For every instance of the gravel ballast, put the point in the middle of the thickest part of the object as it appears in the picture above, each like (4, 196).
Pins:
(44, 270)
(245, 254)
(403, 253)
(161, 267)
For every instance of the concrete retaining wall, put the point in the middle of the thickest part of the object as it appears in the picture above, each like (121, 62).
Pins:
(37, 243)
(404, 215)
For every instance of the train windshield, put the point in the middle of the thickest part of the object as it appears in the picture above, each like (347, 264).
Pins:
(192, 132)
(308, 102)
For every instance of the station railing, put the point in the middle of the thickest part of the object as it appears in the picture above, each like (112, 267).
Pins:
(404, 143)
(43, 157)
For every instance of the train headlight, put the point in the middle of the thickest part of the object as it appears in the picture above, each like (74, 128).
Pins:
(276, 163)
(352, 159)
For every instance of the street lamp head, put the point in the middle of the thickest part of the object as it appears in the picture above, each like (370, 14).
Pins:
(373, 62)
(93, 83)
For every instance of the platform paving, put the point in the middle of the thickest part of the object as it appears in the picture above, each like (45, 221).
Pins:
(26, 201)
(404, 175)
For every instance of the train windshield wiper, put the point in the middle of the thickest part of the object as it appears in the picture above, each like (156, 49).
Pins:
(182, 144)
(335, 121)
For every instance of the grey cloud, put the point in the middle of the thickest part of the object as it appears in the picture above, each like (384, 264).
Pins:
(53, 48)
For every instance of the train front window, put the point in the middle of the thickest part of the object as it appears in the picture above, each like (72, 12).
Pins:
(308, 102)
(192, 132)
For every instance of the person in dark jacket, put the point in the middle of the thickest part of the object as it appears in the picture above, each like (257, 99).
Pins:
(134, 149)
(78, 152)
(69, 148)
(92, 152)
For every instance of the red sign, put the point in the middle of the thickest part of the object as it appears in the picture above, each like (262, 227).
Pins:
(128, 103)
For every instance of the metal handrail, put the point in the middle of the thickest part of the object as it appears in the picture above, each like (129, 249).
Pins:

## Task to carry out
Nothing but the line with "For every instance of the person" and the lines after it, through the end of the material, should appear in the output, word for word.

## Reply to the exercise
For every instance of the person in dark jacket, put the point in the middle of the thickest part of the object as it appears in the picture above, each like (257, 99).
Pins:
(134, 149)
(78, 152)
(69, 148)
(92, 152)
For every instance of the red sign, put the point in the middle of the thickest part of the object as it appears in the picture above, each like (262, 227).
Pins:
(128, 103)
For every instance of the metal handrail, put the point in the middle of the thickest part of the object as it appears in the picture above, each like (129, 249).
Pins:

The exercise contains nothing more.